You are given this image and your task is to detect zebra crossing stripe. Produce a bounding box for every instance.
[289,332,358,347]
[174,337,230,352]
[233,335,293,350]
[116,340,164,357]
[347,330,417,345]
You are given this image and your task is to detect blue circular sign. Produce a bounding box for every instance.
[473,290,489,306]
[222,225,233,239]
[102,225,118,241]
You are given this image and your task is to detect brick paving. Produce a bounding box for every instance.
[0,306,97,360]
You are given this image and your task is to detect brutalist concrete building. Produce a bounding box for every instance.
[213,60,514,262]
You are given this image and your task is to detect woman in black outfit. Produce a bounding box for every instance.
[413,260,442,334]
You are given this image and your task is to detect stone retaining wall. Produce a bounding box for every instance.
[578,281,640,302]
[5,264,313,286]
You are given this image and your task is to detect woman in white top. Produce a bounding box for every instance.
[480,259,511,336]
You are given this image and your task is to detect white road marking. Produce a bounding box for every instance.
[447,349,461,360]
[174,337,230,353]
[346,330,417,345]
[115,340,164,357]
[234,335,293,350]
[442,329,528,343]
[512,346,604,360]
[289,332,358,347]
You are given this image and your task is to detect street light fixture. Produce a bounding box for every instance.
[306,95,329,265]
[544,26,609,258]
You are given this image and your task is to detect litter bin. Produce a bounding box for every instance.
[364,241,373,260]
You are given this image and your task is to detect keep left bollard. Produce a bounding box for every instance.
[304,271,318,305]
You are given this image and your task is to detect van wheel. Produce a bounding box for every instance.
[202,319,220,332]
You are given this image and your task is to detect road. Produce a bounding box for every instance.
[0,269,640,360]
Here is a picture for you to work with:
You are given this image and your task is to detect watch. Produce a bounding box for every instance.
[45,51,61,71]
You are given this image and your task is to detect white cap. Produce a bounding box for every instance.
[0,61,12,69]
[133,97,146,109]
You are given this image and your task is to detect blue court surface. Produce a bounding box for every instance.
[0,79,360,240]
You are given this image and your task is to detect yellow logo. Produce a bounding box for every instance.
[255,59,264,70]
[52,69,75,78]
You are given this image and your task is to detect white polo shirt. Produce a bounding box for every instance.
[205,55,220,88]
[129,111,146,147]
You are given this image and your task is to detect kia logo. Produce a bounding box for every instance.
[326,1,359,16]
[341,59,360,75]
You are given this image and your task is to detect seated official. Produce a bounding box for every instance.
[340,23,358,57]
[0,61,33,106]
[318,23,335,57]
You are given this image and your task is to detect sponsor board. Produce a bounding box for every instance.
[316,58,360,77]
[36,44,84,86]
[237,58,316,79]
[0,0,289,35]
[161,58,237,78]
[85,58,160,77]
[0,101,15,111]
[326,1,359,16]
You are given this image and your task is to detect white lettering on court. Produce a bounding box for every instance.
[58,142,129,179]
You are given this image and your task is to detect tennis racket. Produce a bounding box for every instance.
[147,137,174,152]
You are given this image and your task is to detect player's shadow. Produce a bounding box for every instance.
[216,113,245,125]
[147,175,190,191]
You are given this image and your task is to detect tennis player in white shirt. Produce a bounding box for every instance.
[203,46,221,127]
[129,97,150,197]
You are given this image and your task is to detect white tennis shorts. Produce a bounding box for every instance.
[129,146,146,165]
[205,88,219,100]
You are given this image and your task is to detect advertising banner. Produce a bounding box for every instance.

# # # #

▶ _Problem to solve_
Rewrite the listing above, putting "Draw a bounding box" in place of "Produce a bounding box" everywhere it occurs and leaving every other line unchanged.

▶ _Task response_
You are given this image and your task is to detect zebra crossing stripe. Draw a bounding box for every instance.
[289,332,358,347]
[174,337,230,352]
[233,335,293,350]
[116,340,164,357]
[347,330,417,345]
You are given this image and your task is to detect blue circular sign. Draw a bounding box for every instance.
[473,290,489,306]
[222,225,233,239]
[102,225,118,241]
You are given this image and your task is to detect brick paving. Draw a bounding box for every instance.
[0,306,97,360]
You are given this image and your task is to detect brutalist concrete building. Draw a bounding box for every instance.
[213,60,514,262]
You are given this image and your task is to detect woman in black outfit. Draw a bounding box for every instance.
[413,260,442,334]
You are given this image and your task is to detect stone retaining wall. Draw a bounding box for every instance.
[578,281,640,302]
[5,264,313,286]
You are given this image and your task is to detect woman in white top. Draw a bounding box for every instance.
[480,259,511,336]
You are given this image and your task is to detect white road marking. Draw a bounding box for every instance.
[447,349,461,360]
[174,337,230,353]
[346,330,417,345]
[115,340,164,357]
[234,335,293,350]
[442,329,528,343]
[512,346,604,360]
[289,332,358,347]
You are given this image and your task is to detect street light fixture. Draw a bounding box for every instance.
[306,95,329,265]
[544,26,609,258]
You are given this image and your task is to detect litter bin. Draw a bounding box for every instance.
[364,241,373,260]
You are given this image and your task is to detect keep left bollard. Draw a bounding box for every instance.
[304,271,318,305]
You are given this image and your task is to detect van wheel. Draw a bounding box for every instance.
[202,319,220,332]
You are given this image and your task is to detect road. Draw a bounding box for every instance.
[0,269,640,360]
Here is a picture for you to work with:
You are given this image and your task is to detect watch. Draw a bounding box for every instance.
[45,51,61,71]
You are given this image and your task is to detect white cap. Draw a bounding box for every instance.
[0,61,12,69]
[133,97,146,109]
You are given this image and your task is to detect blue court surface. Draw a bounding box for every instance.
[0,79,360,240]
You are given this image and your task is to detect yellow logo. Draw a bounding box for every instance.
[255,59,264,70]
[52,69,75,78]
You are given this image and your task is to detect white polo shirt. Draw a bounding box for every instance.
[205,55,220,88]
[129,111,146,147]
You are given this image and your task is to detect kia logo. Draw a bounding box for every instance.
[326,1,359,16]
[341,59,360,75]
You are given this image and your task is to detect seated official. Draw a bounding box for every instance.
[340,23,358,57]
[0,61,33,106]
[318,23,335,57]
You are given this image and your task is to detect sponsor board. Draw a bounding box for every instance.
[316,58,360,77]
[36,44,84,86]
[237,58,316,79]
[0,0,289,35]
[161,58,237,78]
[85,58,160,77]
[0,101,15,111]
[326,1,359,16]
You are given this image and your task is to detect white lettering on court. Draw a bounding box for every instance.
[58,142,129,179]
You are given this image and your task is to detect tennis racket. Draw a bounding box for every instance.
[147,137,174,152]
You are given this image and your task is to detect player's shadow. Draw a bounding box for every instance.
[216,113,245,125]
[147,175,190,191]
You are given this image and your task is to detect tennis player in white shirt. Draw a bounding box for every instance.
[203,46,221,127]
[129,97,150,197]
You are given this image and your task is to detect white tennis shorts. Draw a bounding box for every instance.
[129,146,146,165]
[205,88,219,100]
You are given this image and your task is to detect advertising banner. Draw a bounding box for every instance.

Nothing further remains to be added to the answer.